Start of Block

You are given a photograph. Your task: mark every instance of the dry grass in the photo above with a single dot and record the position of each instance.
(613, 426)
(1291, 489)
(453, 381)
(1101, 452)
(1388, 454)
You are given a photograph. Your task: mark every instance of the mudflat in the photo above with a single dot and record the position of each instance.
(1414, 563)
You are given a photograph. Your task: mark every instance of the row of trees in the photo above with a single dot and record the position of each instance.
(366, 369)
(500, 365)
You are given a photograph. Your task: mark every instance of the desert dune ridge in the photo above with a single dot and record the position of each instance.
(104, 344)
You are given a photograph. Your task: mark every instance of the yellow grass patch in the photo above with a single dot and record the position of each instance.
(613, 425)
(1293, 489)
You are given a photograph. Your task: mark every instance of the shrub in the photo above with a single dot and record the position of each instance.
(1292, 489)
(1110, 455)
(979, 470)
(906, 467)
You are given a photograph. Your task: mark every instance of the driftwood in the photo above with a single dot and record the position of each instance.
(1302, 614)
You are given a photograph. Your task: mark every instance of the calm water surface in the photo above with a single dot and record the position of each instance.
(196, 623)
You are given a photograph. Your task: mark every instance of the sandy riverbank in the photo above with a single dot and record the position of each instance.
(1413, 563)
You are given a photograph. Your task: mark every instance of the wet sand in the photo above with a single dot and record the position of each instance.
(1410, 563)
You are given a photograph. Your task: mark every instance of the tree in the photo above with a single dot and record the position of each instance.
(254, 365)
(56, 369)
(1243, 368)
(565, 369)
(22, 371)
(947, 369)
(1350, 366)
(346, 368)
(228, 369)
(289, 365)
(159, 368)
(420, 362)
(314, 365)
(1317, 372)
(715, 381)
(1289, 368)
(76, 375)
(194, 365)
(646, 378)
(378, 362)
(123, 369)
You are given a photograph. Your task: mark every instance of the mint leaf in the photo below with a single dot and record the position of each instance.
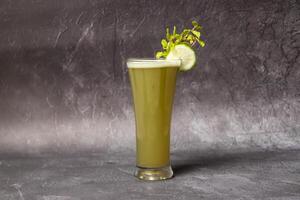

End of Block

Directions for this task =>
Leave the pictures out and output the rest of the data word for word.

Task output =>
You are given a photograph. Your task: mark every instance of the dry grass in the photo above with a single dot and record the position of each instance.
(613, 426)
(1291, 489)
(453, 381)
(1101, 452)
(1388, 454)
You are given a photograph. Your task: mark every instance of the mudflat in the photo above with a single dot and record the position of each instance.
(1414, 563)
You are given a photograph. Your task: mark every instance of the row of trees in the photo above with a single dot and record the position of each instance.
(366, 369)
(500, 365)
You are given a photograph. Your task: mark every instance of the desert dune ridge in the photo above with a single dot and record the position of each instance.
(104, 344)
You are given a photograph. Your task: mark every instance of the yellow grass patch in the photo above with a single dot and record the position of each instance.
(613, 425)
(1293, 489)
You are given a photograph. Your task: mark every instance of the shrub in the photo above with a single dot and record the position of each instance.
(1292, 489)
(1110, 455)
(979, 470)
(906, 467)
You are given a photograph. Your task: mark every instance of the driftwood in the photo above with a single dot and record the position of each instance.
(1302, 614)
You are given a photograph. Your task: mark every instance of the calm water surface in the photo above with a single dot and record the position of each instance.
(196, 623)
You are given a photograph. Your task: mark every instance of the sandy riverbank in the photo above with a single dot and record the position of each instance.
(1413, 563)
You are given a photograph. Your task: mark every instance of the wet sand in the photo above with a single dot and record the position of each instance.
(1410, 563)
You are given a photograph. Your task: mark every instance of the tree in the photo above with a single dot and record the position of each instance.
(254, 365)
(56, 369)
(1243, 368)
(565, 369)
(22, 371)
(947, 369)
(1350, 366)
(346, 368)
(228, 369)
(289, 365)
(159, 368)
(420, 362)
(314, 365)
(1317, 372)
(715, 381)
(1289, 368)
(76, 375)
(194, 365)
(646, 378)
(378, 362)
(123, 369)
You are given a photograph. Your task: mark every instance of the mint leaf in the photo below with a single dot and record the position of each instance.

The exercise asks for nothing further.